▸ **Excerpt**
=== Begin Enclosure ===

Pasture recovery after flooding
This fact sheet contains guidelines to help farmers and agronomists make informed decisions about their pasture. It goes without saying that all floods are different. They vary by water depth, water speed and the duration of inundation. These factors influence pasture survival and recovery time, as well as the fate of soil nutrients.
This fact sheet contains guidelines to help farmers and agronomists make informed decisions about their pasture.
It goes without saying that all floods are different. They vary by water depth, water speed and the duration of inundation. These factors influence pasture survival and recovery time, as well as the fate of soil nutrients.
What happens during a flood?
There are five main things that happen during a flood:
- Erosion causing the loss of topsoil and organic matter and as a result, nutrients such as phosphorus, potassium and trace elements.
- Deposition of silt, gravel and weed seeds. If the silt is deeper than 10 cm plants may not survive.
- Leaching and movement of mobile nutrients (such as nitrogen and sulfur) beyond root zone.
- Denitrification – the loss of nitrogen as N2 and NOx gas.
- Lack of oxygen causing the death of pastures and crops.
Assessing the damage
Assessing pasture damage requires some patience. Allow time for the pasture to regrow through the clay and/or silt deposits, or for rainfall to wash this material from the leaves. This will reveal the extent of pasture survival and weed infestation. This could be up to 4 weeks, which allows time to attend to other farm infrastructure recovery projects, such as fencing.
During this period, stock should be excluded from flood damaged paddocks – for animal health as well as soil health reasons. Waterlogged soils will pug causing compaction and further plant damage. It is also important to quickly remove excess ponded water from paddocks, either by drain maintenance or new drain construction.
If the flood water was moving rapidly it is likely to have removed the topsoil and stripped away organic matter and nutrients, leaving the less fertile and less productive sub soil exposed. In this circumstance, the priority is to establish a large-seeded fodder crop to stabilise the soil and begin the process of rebuilding organic material.
Soil testing will be important to determine what nutrients remain, what additional nutrients might be required and what soil constraints might exist.
Less than 3 days inundation
If the flood inundation period is less than 3 days and there is only a light coverage of silt and organic material, then pastures should recover well, albeit with potentially a higher weed burden. The net balance of key nutrients such as phosphorus should be positive, so there may be an opportunity to reduce fertiliser applications on these paddocks.

=== End Enclosure ===

▸ **Questions on the material**
1. In the fact sheet on pasture recovery after flooding, how deep must silt be before plants may not survive?
2. List the five main things that the fact sheet on pasture recovery after flooding says happen during a flood.
3. Carry on the fact sheet on pasture recovery after flooding from the point where it stops.

[Records from a data collection]

=== Begin Enclosure ===

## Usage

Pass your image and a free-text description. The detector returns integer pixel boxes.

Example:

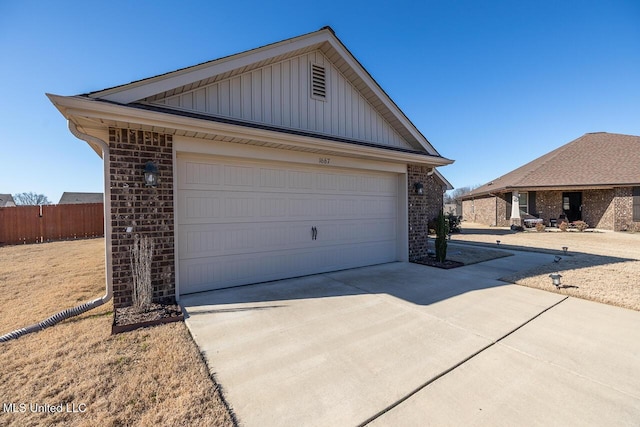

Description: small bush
[573,221,589,231]
[436,211,449,262]
[446,213,460,233]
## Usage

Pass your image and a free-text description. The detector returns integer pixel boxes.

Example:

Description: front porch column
[511,191,522,227]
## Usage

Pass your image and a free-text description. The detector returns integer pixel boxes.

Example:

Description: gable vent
[311,64,327,100]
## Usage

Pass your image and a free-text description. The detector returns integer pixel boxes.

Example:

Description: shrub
[573,221,589,231]
[436,211,449,262]
[446,213,460,233]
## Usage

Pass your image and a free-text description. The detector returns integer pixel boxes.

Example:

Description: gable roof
[464,132,640,199]
[85,27,440,156]
[58,191,104,205]
[47,27,453,166]
[0,194,16,208]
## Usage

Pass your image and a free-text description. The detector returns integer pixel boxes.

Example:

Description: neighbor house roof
[58,191,104,205]
[0,194,16,208]
[464,132,640,199]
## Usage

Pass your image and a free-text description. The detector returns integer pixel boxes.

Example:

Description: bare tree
[13,193,51,206]
[131,235,153,311]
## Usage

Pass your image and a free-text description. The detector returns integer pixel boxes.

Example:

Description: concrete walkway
[180,253,640,426]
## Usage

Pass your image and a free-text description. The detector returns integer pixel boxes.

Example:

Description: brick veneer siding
[407,165,443,261]
[108,128,175,307]
[613,187,640,231]
[462,187,640,231]
[582,190,615,230]
[462,196,506,226]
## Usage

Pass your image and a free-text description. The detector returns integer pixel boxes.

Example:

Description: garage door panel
[177,156,398,294]
[178,159,396,196]
[180,219,396,259]
[178,190,396,224]
[180,242,395,293]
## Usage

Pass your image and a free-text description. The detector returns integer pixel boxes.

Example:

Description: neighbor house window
[633,187,640,222]
[519,192,529,213]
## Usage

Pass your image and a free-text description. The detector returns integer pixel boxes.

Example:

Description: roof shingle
[467,132,640,196]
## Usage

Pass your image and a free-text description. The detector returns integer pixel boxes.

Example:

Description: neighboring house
[462,132,640,231]
[58,191,104,205]
[0,194,16,208]
[48,28,452,307]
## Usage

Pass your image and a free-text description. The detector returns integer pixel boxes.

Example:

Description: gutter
[0,120,113,343]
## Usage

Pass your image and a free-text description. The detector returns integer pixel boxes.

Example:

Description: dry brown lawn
[452,222,640,310]
[0,239,233,426]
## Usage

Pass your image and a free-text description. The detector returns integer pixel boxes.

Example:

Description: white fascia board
[435,169,454,191]
[47,95,453,167]
[90,30,330,104]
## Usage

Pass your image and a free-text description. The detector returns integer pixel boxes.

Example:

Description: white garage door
[177,157,398,294]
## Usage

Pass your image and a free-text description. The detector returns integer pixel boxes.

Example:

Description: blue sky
[0,0,640,203]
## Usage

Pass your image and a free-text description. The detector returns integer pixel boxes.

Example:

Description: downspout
[0,120,113,343]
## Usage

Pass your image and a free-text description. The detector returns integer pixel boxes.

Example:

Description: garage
[176,155,400,294]
[48,27,452,307]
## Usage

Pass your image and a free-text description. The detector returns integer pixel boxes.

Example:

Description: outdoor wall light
[549,273,562,288]
[144,162,158,187]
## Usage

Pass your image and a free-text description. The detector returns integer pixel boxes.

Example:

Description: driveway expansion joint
[358,296,569,427]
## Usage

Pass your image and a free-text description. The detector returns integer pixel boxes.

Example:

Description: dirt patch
[114,303,182,326]
[0,239,234,426]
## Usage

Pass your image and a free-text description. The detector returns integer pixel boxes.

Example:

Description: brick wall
[108,128,175,307]
[407,165,443,261]
[613,187,640,231]
[536,191,562,225]
[462,187,640,231]
[582,190,615,230]
[462,196,506,226]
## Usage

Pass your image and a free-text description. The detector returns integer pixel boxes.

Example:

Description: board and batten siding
[152,51,412,149]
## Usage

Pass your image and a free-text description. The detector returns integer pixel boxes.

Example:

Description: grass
[453,223,640,311]
[0,239,234,426]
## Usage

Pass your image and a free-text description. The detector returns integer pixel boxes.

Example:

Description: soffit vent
[311,64,327,100]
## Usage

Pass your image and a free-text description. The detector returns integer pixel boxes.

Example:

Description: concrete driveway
[180,253,640,426]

=== End Enclosure ===

▸ **Responses to the exercise**
1. Deeper than 10 cm.

2.
- Erosion, causing the loss of topsoil, organic matter and nutrients such as phosphorus, potassium and trace elements
- Deposition of silt, gravel and weed seeds
- Leaching and movement of mobile nutrients (such as nitrogen and sulfur) beyond the root zone
- Denitrification, the loss of nitrogen as N2 and NOx gas
- Lack of oxygen, causing the death of pastures and crops

3.
However, if the paddock needs to produce additional feed to offset the loss of production in other paddocks, nitrogen applications maybe warranted. Nitrogen should be applied only where there is an adequate plant density. Between 30-50 kg N/ha should be applied prior to a 10 mm rainfall event.
If a pasture is covered by more than 5 cm of sand, silt or gravel deposits, it may struggle to re-emerge. Physically moving the soil with a grader blade or smudger board is recommended.
If the pasture has survived, then early weed control will be important. It is likely that weed seeds have been deposited onto the paddock with the silt.
Where pastures plant densities are low, there may be an opportunity to over-sow with a fodder crop to increase the feed production and provide competition against weeds. Further renovation of these pastures maybe required in the future.
More than 3 days inundation
Pastures that have been under water for longer than 3 days are likely to have died due to the anaerobic conditions. If the plants have survived, they may be compromised due to root disease. Some pasture species such as ryegrass, phalaris, paspalum, kikuyu and tall fescue can tolerate some waterlogging and inundation. However, legume species such as lucerne cannot.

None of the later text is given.